__Tarefa 1__.
Traduza para o inglês a seguinte frase do trecho: "Serão levados em consideração os elementos colhidos no local, as declarações das vítimas e dos investigados e a recomposição dos danos e outros elementos a serem colhidos."
__Tarefa 2__.
Com base no trecho, responda:
(a) Sob a presidência de qual órgão está sendo realizada a apuração criminal?
(b) Até quantos anos de reclusão as penas podem chegar em relação a cada vítima?
(c) Em que dia da semana o MPF obteve a decisão favorável na Justiça Federal?
__Tarefa 3__.
Transcreva do trecho, sem qualquer alteração, a passagem que vai de "Será apurado se" até "criança ou adolescente.".

__Trecho do texto__.
Apuração criminal – A apuração criminal está sendo realizada por meio de procedimento investigatório criminal (PIC), sob a presidência do Ministério Público Federal. Serão levados em consideração os elementos colhidos no local, as declarações das vítimas e dos investigados e a recomposição dos danos e outros elementos a serem colhidos.
Será apurado se a conduta dos investigados representou o crime de redução das vítimas a condição análoga à de escravo, previsto no artigo 149 do Código Penal, podendo as penas chegarem a oito anos de reclusão em relação a cada vítima, além de serem aumentadas na metade quando o crime é cometido contra criança ou adolescente.
Medida cautelar – Na última segunda-feira (17), o MPF conseguiu decisão favorável na Justiça Federal que proibiu os dois investigados pelo crime de submissão a trabalho escravo de se aproximarem das supostas vítimas, incluindo a menor de idade e a bebê.

__Registros extraídos__.
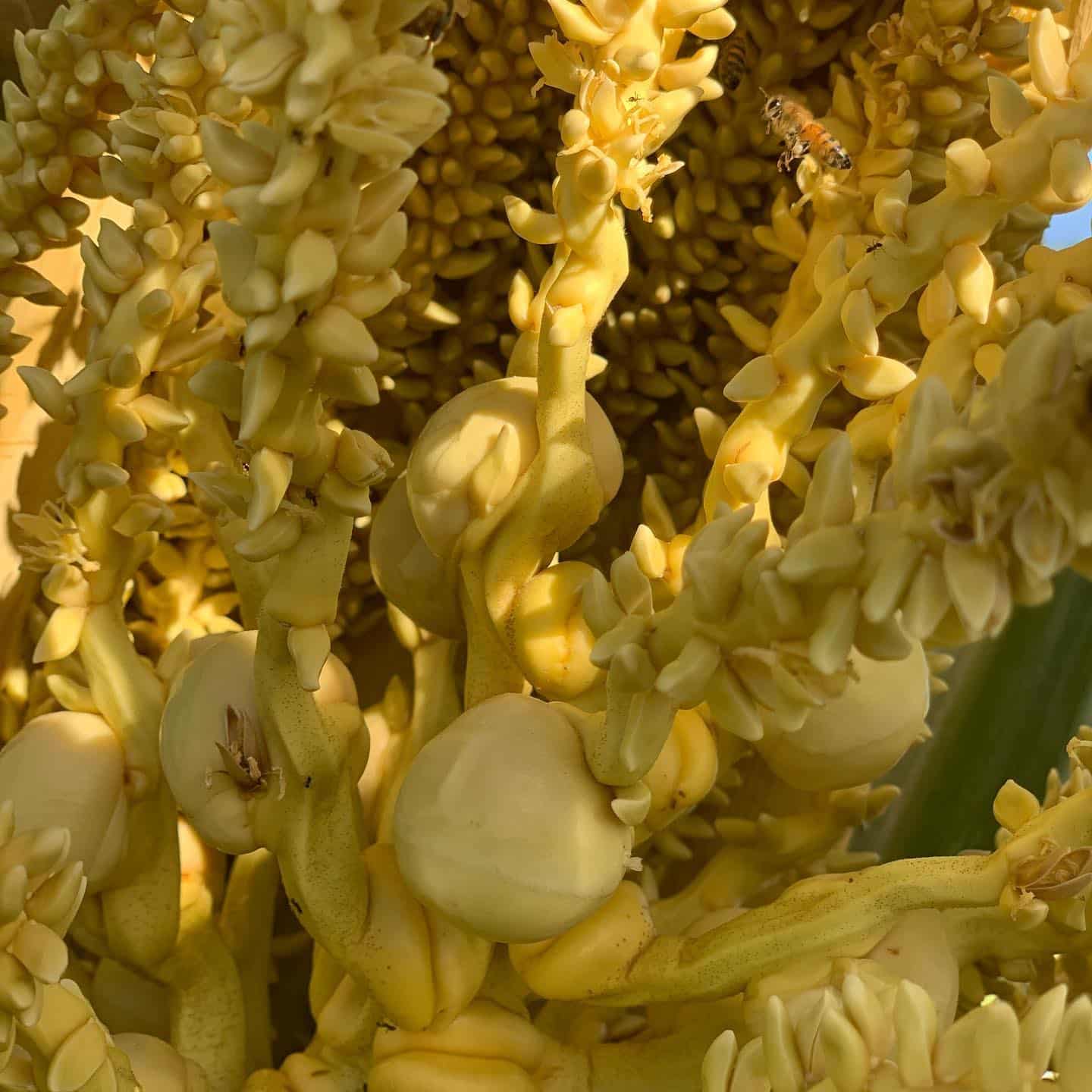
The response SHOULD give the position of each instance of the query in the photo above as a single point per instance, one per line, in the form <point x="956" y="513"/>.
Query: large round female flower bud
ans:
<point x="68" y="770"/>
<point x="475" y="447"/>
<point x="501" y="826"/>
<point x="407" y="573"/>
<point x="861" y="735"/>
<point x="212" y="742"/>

* * *

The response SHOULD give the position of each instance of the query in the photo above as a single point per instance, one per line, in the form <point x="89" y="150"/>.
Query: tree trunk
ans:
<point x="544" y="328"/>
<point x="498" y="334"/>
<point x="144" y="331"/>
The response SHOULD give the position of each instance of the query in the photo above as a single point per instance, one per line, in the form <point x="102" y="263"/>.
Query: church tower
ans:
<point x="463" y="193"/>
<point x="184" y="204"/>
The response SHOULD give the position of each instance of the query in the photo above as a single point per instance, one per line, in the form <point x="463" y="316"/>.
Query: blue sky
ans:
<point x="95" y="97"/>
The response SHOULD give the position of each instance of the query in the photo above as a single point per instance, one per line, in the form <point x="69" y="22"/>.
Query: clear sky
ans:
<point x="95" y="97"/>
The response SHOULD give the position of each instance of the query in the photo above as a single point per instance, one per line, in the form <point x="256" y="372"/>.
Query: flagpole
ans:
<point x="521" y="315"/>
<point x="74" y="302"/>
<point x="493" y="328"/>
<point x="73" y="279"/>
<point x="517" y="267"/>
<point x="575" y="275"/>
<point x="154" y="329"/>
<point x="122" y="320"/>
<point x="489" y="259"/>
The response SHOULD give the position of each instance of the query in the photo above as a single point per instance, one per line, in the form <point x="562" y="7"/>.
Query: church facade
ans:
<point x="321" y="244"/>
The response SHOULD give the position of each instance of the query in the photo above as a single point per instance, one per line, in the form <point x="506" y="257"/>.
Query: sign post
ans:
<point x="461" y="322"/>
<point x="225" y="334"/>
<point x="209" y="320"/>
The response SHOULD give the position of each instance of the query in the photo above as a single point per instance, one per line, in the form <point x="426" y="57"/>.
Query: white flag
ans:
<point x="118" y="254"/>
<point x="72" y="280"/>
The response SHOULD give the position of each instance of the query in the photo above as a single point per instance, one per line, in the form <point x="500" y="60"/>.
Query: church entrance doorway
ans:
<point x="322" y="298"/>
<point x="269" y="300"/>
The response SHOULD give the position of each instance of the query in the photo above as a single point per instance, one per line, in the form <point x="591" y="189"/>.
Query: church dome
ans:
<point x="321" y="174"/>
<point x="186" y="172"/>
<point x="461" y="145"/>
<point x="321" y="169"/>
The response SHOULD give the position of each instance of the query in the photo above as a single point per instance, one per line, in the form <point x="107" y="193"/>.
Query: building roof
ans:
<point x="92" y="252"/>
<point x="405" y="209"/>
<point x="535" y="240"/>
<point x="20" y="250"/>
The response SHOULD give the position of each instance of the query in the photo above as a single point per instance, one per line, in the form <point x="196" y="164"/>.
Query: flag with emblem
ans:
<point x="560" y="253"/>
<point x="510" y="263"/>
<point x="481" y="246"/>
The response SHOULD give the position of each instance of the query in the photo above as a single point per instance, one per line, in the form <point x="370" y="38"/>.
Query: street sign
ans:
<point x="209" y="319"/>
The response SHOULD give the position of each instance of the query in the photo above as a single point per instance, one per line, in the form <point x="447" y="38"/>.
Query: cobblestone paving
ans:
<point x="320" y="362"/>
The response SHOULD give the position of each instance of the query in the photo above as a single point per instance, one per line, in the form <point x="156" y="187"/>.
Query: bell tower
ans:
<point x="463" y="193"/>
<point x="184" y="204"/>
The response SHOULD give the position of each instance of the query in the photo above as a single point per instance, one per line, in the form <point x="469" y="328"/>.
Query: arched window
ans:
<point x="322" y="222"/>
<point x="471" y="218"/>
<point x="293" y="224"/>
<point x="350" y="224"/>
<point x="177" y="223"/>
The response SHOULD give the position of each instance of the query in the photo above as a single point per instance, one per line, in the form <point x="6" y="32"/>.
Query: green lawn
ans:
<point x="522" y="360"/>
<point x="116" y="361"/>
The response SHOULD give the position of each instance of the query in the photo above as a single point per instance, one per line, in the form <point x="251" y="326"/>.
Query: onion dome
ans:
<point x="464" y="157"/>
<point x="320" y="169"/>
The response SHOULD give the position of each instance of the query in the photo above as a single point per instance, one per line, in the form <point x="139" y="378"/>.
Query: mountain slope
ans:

--

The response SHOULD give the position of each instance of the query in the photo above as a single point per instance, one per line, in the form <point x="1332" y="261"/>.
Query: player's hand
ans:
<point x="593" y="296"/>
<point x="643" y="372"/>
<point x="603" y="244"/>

__Resposta 1__.
The evidence gathered at the site, the statements of the victims and of those under investigation, and the reparation of damages, along with other evidence yet to be gathered, will be taken into consideration.

__Resposta 2__.
(a) Do Ministério Público Federal.
(b) Até oito anos de reclusão.
(c) Na segunda-feira (17).

__Resposta 3__.
Será apurado se a conduta dos investigados representou o crime de redução das vítimas a condição análoga à de escravo, previsto no artigo 149 do Código Penal, podendo as penas chegarem a oito anos de reclusão em relação a cada vítima, além de serem aumentadas na metade quando o crime é cometido contra criança ou adolescente.